-- START OF Document passage --

Nitrogen-containing Secondary Organic Aerosols Formation by Acrolein Reaction with Ammonia/Ammonium

Zhijian Li1, Sergey A. Nizkorodov2, Hong Chen1, Xiaohui Lu1, Xin Yang1,3, and Jianmin Chen1 Zhijian Li et al.
  • 1Shanghai Key Laboratory of Atmospheric Particle Pollution and Prevention, Department of Environmental Science and Engineering, Fudan University, Shanghai 200433, China
  • 2Department of Chemistry, University of California, Irvine, California 92697, USA
  • 3Shanghai Institute of Pollution Control and Ecological Security, Shanghai 200092, China

Abstract. Ammonia-driven carbonyl-to-imine conversion is an important formation pathway to the nitrogen-containing organic compounds (NOC) in secondary organic aerosols (SOA). Previous studies have mainly focused on the dicarbonyl compounds as the precursors of light-absorbing NOC. In this work, we investigated whether acrolein could also act as a NOC precursor. Acrolein is the simplest α,β-unsaturated mono-carbonyl compound, and it is ubiquitous in the atmosphere. Experiments probing gas-phase and surface reactions of acrolein as well as bulk liquid-phase experiments were carried out to study the reactivity of acrolein towards ammonia and ammonium ions. Molecular characterization of the products based on gas chromatography mass spectrometry, high resolution mass spectrometry, surface enhanced Raman spectrometry and Ultraviolet/visible spectrometry was used to propose possible reaction mechanisms.

-- END OF Document passage --
-- START OF Data extract --

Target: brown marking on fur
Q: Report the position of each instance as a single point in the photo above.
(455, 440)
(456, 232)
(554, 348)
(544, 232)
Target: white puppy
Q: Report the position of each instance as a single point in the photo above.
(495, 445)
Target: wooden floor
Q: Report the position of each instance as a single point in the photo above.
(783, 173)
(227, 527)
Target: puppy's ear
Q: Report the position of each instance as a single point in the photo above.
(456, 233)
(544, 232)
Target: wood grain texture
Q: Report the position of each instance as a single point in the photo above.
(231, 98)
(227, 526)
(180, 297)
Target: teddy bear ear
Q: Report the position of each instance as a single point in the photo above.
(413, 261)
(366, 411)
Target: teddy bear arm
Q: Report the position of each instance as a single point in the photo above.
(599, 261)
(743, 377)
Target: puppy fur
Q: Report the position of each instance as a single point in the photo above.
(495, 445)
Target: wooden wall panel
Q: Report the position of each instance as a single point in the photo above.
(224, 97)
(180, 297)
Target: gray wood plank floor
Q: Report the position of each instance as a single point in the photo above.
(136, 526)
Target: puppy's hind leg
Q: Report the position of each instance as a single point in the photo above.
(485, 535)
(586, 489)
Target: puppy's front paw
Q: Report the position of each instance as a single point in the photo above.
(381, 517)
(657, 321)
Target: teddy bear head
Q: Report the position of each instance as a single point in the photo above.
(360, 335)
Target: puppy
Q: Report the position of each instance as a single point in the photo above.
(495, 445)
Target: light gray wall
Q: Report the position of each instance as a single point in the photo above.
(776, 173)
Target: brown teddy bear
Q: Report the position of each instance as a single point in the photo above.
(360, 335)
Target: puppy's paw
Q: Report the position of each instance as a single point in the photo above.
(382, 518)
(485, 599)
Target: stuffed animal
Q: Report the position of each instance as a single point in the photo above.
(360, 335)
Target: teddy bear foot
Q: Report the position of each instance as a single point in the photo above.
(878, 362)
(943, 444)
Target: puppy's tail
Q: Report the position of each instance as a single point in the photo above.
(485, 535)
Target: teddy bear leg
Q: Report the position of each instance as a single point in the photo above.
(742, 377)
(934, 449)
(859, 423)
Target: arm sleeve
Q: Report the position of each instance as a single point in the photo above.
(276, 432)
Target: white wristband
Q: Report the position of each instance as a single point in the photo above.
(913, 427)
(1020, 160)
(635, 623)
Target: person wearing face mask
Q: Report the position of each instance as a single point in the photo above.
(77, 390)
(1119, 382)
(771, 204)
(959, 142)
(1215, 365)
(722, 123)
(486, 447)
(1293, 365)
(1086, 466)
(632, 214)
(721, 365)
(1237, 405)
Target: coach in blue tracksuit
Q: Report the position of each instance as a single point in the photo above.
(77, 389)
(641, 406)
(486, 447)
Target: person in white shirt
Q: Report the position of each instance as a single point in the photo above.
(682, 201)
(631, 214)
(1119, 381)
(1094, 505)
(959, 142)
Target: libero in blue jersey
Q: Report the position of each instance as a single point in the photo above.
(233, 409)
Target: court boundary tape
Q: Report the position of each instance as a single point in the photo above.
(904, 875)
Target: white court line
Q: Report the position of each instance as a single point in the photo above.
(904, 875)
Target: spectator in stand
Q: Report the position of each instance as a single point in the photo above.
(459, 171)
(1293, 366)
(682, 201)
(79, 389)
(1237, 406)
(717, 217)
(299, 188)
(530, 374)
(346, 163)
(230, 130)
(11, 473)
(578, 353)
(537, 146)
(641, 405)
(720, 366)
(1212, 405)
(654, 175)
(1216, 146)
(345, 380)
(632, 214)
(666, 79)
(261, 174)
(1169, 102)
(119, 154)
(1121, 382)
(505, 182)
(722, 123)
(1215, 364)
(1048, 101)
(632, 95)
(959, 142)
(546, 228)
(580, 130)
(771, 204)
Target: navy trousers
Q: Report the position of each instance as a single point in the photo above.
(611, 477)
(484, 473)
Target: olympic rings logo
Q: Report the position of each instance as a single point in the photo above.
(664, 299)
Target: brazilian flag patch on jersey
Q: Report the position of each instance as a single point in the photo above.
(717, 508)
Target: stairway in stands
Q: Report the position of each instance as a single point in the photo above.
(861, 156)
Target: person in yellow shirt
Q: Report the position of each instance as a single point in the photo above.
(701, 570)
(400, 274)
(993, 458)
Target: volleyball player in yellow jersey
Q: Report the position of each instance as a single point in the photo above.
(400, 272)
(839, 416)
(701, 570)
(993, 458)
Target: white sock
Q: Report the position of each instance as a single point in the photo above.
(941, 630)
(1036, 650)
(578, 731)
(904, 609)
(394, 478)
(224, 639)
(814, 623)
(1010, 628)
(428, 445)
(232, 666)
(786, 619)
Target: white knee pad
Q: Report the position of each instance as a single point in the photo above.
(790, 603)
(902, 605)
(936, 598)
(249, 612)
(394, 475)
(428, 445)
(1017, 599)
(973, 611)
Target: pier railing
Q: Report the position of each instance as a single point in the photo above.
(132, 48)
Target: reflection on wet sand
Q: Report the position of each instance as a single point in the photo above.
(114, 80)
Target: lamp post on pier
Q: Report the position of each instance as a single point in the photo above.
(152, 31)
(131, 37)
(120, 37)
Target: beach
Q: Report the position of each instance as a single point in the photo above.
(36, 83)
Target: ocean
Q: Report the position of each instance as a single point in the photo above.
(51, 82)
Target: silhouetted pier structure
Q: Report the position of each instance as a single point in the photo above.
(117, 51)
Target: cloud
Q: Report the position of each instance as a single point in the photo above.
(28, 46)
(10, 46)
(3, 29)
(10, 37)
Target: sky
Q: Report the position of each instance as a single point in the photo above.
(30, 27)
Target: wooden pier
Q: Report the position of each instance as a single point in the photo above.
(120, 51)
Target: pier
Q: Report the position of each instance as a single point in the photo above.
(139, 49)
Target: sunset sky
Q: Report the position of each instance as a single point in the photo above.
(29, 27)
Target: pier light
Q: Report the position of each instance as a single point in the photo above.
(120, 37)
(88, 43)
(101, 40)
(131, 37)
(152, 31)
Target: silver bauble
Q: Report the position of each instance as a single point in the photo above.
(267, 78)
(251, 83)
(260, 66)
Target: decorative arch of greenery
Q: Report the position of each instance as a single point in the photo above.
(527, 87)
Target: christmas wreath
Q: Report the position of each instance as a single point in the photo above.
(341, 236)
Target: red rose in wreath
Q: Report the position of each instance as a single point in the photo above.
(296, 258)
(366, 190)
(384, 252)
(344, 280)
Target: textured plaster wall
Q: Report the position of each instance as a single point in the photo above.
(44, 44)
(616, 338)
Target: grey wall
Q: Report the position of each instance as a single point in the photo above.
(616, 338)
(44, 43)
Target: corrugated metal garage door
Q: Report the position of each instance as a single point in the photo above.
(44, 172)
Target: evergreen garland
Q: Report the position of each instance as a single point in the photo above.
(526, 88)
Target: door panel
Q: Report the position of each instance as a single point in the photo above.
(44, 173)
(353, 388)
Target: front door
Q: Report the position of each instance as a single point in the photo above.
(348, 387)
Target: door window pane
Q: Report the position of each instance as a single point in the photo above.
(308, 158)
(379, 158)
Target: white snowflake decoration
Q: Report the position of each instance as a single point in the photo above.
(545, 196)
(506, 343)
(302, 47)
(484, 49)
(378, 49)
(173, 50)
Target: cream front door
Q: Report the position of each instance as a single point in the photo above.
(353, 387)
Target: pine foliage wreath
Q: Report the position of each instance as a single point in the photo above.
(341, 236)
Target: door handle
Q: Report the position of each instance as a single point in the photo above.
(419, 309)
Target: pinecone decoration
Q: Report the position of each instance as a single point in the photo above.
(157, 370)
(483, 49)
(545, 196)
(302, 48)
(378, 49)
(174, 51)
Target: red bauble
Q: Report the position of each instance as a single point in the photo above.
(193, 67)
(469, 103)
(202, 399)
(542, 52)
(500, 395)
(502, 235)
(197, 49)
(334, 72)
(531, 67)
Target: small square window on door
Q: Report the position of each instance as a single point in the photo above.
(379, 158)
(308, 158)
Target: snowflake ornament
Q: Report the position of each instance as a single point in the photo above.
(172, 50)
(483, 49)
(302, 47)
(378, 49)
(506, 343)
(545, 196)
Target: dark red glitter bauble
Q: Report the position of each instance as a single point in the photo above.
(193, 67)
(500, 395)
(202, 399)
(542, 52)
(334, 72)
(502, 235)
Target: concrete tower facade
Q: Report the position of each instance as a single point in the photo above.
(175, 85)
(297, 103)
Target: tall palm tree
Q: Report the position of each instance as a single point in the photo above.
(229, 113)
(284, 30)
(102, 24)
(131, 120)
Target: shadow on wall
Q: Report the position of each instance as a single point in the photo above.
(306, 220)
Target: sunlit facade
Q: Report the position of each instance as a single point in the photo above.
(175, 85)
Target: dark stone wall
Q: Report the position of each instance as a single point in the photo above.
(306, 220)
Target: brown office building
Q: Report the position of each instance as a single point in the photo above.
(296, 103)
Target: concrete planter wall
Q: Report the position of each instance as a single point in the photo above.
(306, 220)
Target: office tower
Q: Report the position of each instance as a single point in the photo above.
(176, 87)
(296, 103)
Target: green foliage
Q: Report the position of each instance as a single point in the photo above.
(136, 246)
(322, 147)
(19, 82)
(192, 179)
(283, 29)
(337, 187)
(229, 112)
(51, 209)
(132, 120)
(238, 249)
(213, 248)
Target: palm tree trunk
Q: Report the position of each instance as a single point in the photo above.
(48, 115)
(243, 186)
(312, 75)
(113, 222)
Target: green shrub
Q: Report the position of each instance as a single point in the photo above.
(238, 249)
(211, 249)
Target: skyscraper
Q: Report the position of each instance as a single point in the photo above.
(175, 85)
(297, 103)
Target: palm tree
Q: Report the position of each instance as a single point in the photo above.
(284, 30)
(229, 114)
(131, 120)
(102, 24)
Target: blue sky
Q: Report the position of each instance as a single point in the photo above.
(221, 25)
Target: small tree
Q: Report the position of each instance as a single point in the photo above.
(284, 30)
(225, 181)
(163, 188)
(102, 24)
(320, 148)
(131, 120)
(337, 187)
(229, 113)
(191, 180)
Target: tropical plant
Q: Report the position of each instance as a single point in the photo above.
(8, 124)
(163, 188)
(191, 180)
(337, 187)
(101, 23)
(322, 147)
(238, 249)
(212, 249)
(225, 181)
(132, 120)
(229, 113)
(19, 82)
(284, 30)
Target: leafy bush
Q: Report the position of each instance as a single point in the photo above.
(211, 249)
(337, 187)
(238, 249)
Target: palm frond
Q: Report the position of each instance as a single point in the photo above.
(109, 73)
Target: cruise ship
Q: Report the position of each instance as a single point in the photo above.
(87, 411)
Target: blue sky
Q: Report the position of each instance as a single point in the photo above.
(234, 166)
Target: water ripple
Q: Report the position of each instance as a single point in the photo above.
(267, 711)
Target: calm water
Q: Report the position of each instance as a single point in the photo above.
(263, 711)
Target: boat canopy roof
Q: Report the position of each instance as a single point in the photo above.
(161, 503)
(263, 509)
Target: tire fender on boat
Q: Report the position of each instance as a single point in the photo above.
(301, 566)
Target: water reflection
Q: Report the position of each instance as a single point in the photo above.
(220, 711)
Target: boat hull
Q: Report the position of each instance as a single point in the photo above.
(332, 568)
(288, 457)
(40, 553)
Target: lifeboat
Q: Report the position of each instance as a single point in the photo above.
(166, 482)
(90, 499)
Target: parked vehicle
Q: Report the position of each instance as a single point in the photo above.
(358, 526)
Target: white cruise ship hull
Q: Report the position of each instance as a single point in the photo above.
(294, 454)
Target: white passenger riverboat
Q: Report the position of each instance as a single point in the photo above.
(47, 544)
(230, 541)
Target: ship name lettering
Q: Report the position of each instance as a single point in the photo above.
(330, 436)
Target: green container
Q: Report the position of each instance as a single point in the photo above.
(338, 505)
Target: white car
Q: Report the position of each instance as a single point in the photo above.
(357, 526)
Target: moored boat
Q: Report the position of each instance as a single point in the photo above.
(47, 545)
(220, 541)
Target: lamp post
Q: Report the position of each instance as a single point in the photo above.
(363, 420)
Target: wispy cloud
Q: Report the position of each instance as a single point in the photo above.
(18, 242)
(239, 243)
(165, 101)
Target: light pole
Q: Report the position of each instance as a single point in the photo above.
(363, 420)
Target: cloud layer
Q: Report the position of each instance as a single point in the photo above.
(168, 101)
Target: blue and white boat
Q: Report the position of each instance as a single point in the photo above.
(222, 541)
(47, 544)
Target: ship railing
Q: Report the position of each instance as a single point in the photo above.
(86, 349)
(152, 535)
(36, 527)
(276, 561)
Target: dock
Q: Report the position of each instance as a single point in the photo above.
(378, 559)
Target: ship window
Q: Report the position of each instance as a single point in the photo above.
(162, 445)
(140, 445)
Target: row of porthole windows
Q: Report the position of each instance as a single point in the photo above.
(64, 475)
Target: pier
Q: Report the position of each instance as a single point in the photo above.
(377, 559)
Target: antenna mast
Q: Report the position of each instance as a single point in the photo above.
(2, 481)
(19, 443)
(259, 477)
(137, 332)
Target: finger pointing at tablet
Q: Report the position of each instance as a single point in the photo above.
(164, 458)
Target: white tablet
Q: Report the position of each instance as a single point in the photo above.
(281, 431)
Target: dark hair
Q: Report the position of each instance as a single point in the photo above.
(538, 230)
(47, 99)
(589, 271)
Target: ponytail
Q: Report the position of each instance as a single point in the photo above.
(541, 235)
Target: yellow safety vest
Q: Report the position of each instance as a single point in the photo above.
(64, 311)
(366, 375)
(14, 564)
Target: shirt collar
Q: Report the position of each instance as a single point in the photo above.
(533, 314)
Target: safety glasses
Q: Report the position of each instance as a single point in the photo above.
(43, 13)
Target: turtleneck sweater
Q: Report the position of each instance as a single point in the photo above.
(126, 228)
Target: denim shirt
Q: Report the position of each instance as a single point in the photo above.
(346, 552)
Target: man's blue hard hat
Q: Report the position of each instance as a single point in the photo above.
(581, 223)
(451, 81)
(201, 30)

-- END OF Data extract --

◆ Requirements ◆
1: Decide whether each statement agrees with the acrolein abstract, answering yes or no and quoting the words of the abstract that settle it: (a) Acrolein is called the simplest α,β-unsaturated mono-carbonyl compound. (b) Earlier work mainly treated mono-carbonyl compounds as precursors of light-absorbing NOC. (c) Only gas-phase experiments were run.
2: Answer these questions from the acrolein abstract.
(a) Which university is the Department of Chemistry listed under?
(b) What does the abbreviation SOA stand for?
(c) Toward what was the reactivity of acrolein studied?

◆ Task responses ◆
1:
(a) Yes: "Acrolein is the simplest α,β-unsaturated mono-carbonyl compound"
(b) No: "Previous studies have mainly focused on the dicarbonyl compounds as the precursors of light-absorbing NOC."
(c) No: "Experiments probing gas-phase and surface reactions of acrolein as well as bulk liquid-phase experiments were carried out"

2:
(a) University of California, Irvine
(b) Secondary organic aerosols
(c) Ammonia and ammonium ions